** START Dataset records **

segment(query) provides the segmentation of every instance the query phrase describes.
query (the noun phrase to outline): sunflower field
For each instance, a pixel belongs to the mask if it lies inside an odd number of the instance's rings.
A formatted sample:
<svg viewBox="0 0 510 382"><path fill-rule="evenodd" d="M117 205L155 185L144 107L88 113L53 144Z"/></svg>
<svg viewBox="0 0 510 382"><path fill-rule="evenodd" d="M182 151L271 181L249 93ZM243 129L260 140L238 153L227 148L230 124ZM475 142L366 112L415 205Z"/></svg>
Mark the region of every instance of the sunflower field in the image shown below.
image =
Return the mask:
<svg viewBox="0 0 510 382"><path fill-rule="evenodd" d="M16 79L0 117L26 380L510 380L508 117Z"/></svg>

** END Dataset records **

#### Job:
Convert the rows above into a numbered list, omitting any blank lines.

#### Full answer:
1. segment(query) provides the segmentation of every instance the query phrase describes.
2. query (the noun phrase to outline): sunflower field
3. For each instance, a pixel belongs to the mask if it lies inside an odd number of the instance's rings.
4. A formatted sample:
5. <svg viewBox="0 0 510 382"><path fill-rule="evenodd" d="M117 205L155 185L144 107L88 113L53 144Z"/></svg>
6. <svg viewBox="0 0 510 382"><path fill-rule="evenodd" d="M182 151L271 181L249 93ZM243 129L260 140L238 153L227 148L230 124ZM475 142L366 112L415 205Z"/></svg>
7. Mark the region of every instance of the sunflower field in the image shown below.
8. image =
9. Return the mask:
10. <svg viewBox="0 0 510 382"><path fill-rule="evenodd" d="M16 79L0 117L26 380L510 380L508 117Z"/></svg>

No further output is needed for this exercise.